WHAT TO PRODUCE :: Give back the material below word for word, but leave out the pictures.

____

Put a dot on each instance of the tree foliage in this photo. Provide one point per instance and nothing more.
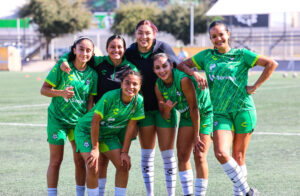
(130, 14)
(175, 19)
(57, 17)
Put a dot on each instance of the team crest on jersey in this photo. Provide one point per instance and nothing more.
(244, 124)
(111, 119)
(214, 57)
(103, 72)
(216, 123)
(86, 144)
(212, 66)
(54, 136)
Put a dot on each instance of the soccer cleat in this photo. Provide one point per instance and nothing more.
(252, 192)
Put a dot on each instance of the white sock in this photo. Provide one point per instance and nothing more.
(120, 191)
(234, 172)
(200, 186)
(170, 170)
(80, 190)
(237, 191)
(52, 191)
(147, 166)
(186, 178)
(93, 192)
(101, 186)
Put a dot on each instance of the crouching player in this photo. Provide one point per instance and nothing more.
(175, 89)
(109, 127)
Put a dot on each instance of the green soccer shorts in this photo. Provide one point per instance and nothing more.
(154, 118)
(239, 122)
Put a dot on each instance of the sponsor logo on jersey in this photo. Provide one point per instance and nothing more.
(71, 77)
(216, 123)
(86, 144)
(214, 57)
(213, 77)
(103, 72)
(116, 110)
(244, 124)
(111, 119)
(54, 136)
(212, 66)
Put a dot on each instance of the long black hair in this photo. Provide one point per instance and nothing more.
(111, 38)
(72, 56)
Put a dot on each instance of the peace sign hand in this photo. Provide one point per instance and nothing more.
(168, 105)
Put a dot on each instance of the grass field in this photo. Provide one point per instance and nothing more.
(273, 158)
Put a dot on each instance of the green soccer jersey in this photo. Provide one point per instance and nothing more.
(175, 94)
(227, 76)
(84, 83)
(114, 113)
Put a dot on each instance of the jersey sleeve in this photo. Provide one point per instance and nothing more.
(102, 105)
(63, 58)
(53, 77)
(250, 58)
(198, 60)
(95, 84)
(139, 112)
(98, 60)
(171, 54)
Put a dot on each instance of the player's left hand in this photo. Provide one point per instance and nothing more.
(125, 161)
(251, 90)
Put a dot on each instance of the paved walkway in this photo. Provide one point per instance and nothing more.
(38, 66)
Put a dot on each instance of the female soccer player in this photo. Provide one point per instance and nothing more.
(234, 111)
(175, 89)
(103, 128)
(140, 54)
(72, 97)
(110, 69)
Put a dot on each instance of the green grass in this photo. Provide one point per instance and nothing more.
(272, 160)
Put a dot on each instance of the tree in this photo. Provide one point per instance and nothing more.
(127, 17)
(57, 17)
(175, 19)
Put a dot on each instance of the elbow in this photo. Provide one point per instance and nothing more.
(42, 91)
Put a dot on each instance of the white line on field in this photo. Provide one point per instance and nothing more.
(273, 133)
(45, 125)
(280, 87)
(23, 106)
(23, 124)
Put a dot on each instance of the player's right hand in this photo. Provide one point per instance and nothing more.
(68, 93)
(202, 82)
(65, 67)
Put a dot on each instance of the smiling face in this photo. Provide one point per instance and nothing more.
(116, 49)
(130, 85)
(219, 36)
(144, 37)
(84, 51)
(163, 69)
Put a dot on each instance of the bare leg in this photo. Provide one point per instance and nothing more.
(56, 157)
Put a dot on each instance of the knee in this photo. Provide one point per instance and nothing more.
(221, 155)
(238, 157)
(183, 157)
(55, 162)
(92, 171)
(79, 162)
(103, 162)
(200, 158)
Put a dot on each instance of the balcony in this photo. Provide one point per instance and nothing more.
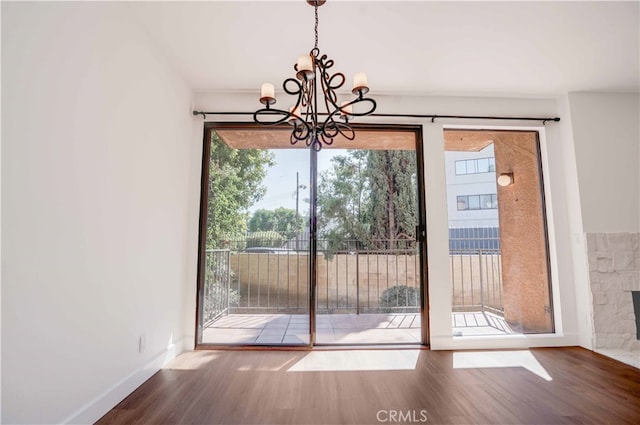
(260, 294)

____

SOLUTION TO THE EXERCISE ::
Put a dot on each instance of the tree foliage in this photo. Provide one point per instance and nothing more.
(130, 14)
(175, 19)
(57, 17)
Put a dot on each instance of the team crest on jersey in this photo. Provide one point per instance and nothing more.
(244, 124)
(111, 119)
(214, 57)
(103, 72)
(216, 123)
(86, 144)
(212, 66)
(54, 136)
Put a dot on each instance of the soccer cleat in this photo. Provide one point per instance and nothing more.
(252, 192)
Put a dot on each instance of the white sock in this photo. Provide one point per instance and nothing more.
(120, 191)
(234, 172)
(200, 186)
(170, 170)
(80, 190)
(237, 191)
(52, 191)
(147, 166)
(186, 178)
(93, 192)
(101, 186)
Put a dot on each instance of the crouching player in this photo. Provide one point per instance and nothing more.
(175, 89)
(109, 127)
Put a dot on each instance of the green soccer shorts in this photo. Provide one point per instance and nothing more.
(154, 118)
(239, 122)
Put a dot on each instance of the sponsor logo on jersey in this photo. Provide one point per instance and nothing more.
(71, 77)
(216, 123)
(86, 144)
(214, 57)
(213, 77)
(103, 72)
(116, 110)
(244, 124)
(111, 119)
(54, 136)
(212, 66)
Put a dot on each instance of the long black hair in this photo. Provide one point per instance and nothing more.
(111, 38)
(72, 56)
Put a dot on each instance of the peace sign hand in this photo. Provide one point per instance and nothing more.
(168, 105)
Put a dot on each instance of the grass field in this photo. Provide one point per instance and nothing more.
(273, 158)
Put a dot on each instance of the green soccer jersey in this photo. Provide one point per instance and nothing more.
(175, 94)
(227, 76)
(84, 83)
(114, 113)
Put a dot on each instance of the jersey sleeve in this photo. Provide one point per instance and nothing more.
(102, 105)
(63, 58)
(53, 77)
(250, 58)
(198, 60)
(95, 84)
(139, 112)
(98, 60)
(171, 54)
Put a dot on each instance of the player's left hand in this photo. Provide one point per instance and nothing more.
(125, 161)
(251, 90)
Put a dot on each instance of the paved walkway in this photo. Provide one point per instance and nothing more.
(38, 66)
Put a dot on each instance of the female soccer player in this photo. Provide one point per instance and nothing more.
(234, 111)
(175, 89)
(103, 128)
(140, 54)
(72, 97)
(110, 69)
Put a dot on each instance of the green grass in this photo. Provide one point per instance and nothing more.
(272, 160)
Put a dot on each instance of the tree in this photo. Provide one point per instance and nothing more.
(127, 17)
(57, 17)
(175, 19)
Put a dot on each instance of the elbow in this photo. Provide one point per instance and nothing more.
(42, 91)
Put a dot on each instance of the white line on field in this photo. Provide one point per instance and nothing more.
(273, 133)
(45, 125)
(280, 87)
(23, 106)
(23, 124)
Put a dot on each instance of the player's right hand in this photo. Provide one point per instance and nothing more.
(68, 93)
(202, 82)
(65, 67)
Put a dot on each instance of the smiling face in this photo. Provide one point per instance and nothing more.
(116, 49)
(130, 85)
(219, 36)
(144, 37)
(84, 51)
(163, 69)
Put a dot on each instance of the bare leg in this photo. Provide one point per instance and nothing more.
(56, 157)
Put a dot on each instance of the knee in this photo. Provide one point per instance and nothing more.
(221, 155)
(238, 157)
(183, 157)
(55, 162)
(92, 171)
(79, 162)
(103, 162)
(200, 158)
Put a dot on each instance of the balcony in this photo. Provide one point per instance and nothing more.
(260, 294)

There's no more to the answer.